* [Consigne 1]: Indiquez le nombre de lignes, plus bas, qui contiennent le mot « concrete », en tenant compte de la casse. Ne donnez que ce nombre.
--*--
La famille de Rahma Lahmar réclame, elle, que le coupable soit exécuté, le père de la jeune femme menaçant de se tuer s’il n’obtenait pas gain de cause. Une position abondamment relayée dans des émissions télévisées très regardées et défendue par des chroniqueurs, des journalistes ou des syndicats de policiers. Une manifestation est prévue samedi à Tunis, en faveur de la peine capitale.

« Nous avons toujours voulu qu’il y ait un débat national sur la peine de mort, mais pas de cette façon, déplore Chokri Latif, président de la Coalition tunisienne contre la peine de mort. Actuellement, la discussion est instrumentalisée de façon politique, avec une campagne de désinformation et de diabolisation des militants démocrates. »
--*--
* [Consigne 2]: Rédigez la suite de l'extrait sur le débat tunisien autour de la peine de mort, en reprenant après sa dernière phrase.

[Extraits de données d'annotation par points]
--*--
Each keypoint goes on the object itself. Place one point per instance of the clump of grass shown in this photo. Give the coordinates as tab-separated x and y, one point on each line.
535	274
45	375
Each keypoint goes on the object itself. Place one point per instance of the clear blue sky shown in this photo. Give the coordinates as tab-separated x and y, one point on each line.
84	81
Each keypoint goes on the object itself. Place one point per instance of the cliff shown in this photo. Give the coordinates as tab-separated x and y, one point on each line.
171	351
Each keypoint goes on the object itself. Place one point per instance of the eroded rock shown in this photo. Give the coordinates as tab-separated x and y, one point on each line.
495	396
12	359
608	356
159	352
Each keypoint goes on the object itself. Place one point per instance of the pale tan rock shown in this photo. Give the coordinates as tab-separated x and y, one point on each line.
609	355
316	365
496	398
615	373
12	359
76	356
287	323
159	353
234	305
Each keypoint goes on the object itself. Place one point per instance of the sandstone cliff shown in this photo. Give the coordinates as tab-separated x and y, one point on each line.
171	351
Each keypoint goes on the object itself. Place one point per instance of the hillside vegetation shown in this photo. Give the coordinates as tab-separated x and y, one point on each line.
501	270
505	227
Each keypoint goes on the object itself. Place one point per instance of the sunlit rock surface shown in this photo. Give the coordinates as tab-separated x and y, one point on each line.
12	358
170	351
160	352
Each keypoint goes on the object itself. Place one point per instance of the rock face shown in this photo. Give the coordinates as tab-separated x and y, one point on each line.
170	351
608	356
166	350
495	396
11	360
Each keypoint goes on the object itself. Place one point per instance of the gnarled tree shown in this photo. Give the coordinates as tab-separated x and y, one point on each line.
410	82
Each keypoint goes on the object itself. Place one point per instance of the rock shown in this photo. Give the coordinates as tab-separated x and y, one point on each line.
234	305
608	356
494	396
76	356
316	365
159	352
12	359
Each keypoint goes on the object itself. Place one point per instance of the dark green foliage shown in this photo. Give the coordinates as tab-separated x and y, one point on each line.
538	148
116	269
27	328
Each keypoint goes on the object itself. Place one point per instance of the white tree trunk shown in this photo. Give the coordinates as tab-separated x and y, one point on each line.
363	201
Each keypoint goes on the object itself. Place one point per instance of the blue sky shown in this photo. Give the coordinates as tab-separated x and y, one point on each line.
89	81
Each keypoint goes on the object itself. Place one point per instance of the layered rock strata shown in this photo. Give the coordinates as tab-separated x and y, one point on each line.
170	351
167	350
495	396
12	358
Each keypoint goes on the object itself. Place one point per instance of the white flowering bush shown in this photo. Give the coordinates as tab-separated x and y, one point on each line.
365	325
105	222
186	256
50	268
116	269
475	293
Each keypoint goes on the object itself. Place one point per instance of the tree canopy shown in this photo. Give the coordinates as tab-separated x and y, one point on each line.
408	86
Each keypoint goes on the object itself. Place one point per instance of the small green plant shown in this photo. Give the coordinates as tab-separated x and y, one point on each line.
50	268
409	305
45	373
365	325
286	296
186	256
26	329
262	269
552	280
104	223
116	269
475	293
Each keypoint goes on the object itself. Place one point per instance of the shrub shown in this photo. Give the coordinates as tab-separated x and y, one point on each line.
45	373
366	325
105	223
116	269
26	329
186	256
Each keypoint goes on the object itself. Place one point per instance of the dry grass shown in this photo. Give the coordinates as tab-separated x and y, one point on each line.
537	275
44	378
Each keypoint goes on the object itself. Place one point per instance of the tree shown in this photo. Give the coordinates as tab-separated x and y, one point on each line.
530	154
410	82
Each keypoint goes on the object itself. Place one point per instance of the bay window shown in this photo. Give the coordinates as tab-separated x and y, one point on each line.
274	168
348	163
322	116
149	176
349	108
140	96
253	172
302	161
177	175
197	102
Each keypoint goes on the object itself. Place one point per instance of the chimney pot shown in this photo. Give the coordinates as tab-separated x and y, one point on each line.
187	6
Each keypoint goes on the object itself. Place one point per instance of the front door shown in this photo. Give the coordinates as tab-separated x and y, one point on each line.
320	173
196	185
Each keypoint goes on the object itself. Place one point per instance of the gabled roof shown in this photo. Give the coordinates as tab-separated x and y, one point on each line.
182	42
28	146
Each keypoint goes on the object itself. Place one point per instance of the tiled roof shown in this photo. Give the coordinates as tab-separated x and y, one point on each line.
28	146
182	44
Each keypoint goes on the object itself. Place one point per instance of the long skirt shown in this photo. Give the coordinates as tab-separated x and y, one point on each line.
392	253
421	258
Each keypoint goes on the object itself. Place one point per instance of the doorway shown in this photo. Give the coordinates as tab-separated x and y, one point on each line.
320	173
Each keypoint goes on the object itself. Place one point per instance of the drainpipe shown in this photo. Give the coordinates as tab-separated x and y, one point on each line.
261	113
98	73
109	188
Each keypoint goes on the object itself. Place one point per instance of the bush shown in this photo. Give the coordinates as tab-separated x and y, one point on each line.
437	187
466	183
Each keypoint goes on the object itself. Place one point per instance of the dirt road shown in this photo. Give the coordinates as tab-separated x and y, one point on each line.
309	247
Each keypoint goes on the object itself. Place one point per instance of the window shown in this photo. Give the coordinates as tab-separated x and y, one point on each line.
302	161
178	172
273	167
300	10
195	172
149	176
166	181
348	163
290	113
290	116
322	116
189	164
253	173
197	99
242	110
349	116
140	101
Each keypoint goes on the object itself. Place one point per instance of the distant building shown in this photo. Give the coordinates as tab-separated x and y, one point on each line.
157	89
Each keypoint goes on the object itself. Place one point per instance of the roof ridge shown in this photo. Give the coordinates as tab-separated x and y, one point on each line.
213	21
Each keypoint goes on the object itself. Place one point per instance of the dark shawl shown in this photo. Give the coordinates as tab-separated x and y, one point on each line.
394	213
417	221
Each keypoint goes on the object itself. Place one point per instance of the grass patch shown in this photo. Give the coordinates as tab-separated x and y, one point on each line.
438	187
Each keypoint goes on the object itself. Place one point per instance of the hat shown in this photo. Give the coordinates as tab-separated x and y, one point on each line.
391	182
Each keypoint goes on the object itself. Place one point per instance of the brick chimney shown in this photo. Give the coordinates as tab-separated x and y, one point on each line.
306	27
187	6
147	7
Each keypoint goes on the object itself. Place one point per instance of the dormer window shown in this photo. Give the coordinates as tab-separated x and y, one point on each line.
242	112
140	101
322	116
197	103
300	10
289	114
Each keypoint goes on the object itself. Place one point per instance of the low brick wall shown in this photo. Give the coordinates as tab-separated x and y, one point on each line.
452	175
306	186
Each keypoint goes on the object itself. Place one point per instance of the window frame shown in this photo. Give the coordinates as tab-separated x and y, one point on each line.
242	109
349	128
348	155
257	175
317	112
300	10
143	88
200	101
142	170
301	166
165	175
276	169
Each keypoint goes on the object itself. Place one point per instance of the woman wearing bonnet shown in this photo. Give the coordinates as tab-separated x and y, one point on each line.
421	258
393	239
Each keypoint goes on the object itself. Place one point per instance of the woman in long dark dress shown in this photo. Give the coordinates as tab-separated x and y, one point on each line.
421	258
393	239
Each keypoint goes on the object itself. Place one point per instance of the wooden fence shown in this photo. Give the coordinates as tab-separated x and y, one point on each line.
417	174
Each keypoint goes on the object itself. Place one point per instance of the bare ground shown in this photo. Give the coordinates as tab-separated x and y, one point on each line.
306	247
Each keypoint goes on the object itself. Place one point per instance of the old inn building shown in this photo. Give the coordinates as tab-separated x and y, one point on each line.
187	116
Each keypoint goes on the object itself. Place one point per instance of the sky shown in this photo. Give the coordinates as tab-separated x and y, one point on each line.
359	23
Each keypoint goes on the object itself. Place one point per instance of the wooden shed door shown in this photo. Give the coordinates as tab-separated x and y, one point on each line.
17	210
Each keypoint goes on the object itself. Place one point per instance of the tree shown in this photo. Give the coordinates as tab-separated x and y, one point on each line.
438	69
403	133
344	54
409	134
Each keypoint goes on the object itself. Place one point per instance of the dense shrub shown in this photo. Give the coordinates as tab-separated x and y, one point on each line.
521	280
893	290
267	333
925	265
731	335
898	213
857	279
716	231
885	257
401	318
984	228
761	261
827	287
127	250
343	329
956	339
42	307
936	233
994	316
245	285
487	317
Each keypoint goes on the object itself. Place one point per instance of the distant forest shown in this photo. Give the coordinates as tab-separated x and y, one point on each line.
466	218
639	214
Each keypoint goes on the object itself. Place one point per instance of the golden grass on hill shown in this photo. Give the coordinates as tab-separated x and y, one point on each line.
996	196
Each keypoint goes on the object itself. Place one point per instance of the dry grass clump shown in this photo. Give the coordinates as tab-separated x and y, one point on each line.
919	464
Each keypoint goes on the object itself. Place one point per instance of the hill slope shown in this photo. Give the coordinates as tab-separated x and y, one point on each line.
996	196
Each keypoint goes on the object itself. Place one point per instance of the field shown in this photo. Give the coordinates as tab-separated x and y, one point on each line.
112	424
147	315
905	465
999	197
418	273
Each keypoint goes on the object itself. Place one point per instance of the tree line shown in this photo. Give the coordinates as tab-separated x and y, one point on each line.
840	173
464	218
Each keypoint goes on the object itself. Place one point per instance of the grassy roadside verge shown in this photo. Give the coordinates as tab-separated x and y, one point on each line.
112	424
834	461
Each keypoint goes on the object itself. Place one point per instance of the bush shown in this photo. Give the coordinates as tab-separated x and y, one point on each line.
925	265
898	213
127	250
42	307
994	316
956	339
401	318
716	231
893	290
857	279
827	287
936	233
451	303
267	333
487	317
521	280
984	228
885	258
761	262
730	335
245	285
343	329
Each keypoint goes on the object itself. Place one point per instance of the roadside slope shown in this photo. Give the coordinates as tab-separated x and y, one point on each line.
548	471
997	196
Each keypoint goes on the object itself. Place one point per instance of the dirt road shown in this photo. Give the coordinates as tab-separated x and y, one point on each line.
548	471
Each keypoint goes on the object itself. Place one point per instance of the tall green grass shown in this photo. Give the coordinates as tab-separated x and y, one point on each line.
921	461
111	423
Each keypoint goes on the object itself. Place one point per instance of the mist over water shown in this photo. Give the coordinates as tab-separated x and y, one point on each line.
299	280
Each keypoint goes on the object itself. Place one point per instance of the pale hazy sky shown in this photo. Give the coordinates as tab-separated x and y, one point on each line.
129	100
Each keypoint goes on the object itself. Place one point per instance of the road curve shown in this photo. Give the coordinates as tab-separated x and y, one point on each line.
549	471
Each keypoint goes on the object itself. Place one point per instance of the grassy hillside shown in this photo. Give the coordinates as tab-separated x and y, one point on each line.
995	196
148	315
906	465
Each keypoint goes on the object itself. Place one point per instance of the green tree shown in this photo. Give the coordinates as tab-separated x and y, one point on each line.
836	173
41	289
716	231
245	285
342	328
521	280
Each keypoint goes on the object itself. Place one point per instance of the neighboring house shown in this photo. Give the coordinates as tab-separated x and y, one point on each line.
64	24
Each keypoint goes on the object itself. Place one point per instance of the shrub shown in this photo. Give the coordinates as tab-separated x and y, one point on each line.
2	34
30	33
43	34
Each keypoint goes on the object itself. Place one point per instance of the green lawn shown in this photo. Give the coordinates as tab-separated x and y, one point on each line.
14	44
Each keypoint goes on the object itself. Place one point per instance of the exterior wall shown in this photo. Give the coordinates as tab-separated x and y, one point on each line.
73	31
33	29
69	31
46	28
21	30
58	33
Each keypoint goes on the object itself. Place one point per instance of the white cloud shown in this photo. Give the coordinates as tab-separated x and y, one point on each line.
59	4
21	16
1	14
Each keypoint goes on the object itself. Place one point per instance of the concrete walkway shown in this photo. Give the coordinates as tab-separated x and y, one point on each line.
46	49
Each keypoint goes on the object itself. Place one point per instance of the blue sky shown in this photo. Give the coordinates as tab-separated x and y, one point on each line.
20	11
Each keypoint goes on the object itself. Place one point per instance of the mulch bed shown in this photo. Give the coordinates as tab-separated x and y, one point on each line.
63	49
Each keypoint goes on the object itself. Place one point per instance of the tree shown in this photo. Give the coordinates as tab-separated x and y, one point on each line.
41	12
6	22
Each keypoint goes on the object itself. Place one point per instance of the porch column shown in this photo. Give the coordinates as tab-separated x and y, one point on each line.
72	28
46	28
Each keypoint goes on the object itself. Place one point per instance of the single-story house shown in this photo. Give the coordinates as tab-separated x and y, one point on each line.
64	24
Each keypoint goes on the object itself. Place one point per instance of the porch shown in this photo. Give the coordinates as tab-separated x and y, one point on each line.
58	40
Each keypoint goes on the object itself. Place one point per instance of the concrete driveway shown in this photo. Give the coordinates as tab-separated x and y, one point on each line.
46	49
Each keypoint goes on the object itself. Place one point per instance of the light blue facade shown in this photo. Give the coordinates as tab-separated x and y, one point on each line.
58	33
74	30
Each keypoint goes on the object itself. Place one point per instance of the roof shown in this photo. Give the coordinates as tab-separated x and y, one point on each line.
--*--
* [Résultat obtenu 1]: 2

* [Résultat obtenu 2]:
En 2012, une étude collective sur les couloirs de la mort avait donné lieu à un livre, Le Syndrome de Siliana, basé sur des entretiens avec 32 condamnés sur les 134 que comptaient les prisons tunisiennes à l’époque. L’ouvrage soulignait que la plupart des condamnés à la peine capitale venaient de régions défavorisées de la Tunisie et n’avaient souvent pas eu le droit à un procès équitable. En témoigne le cas emblématique de Maher Manai, victime d’une erreur judiciaire en 2004 et toujours incarcéré.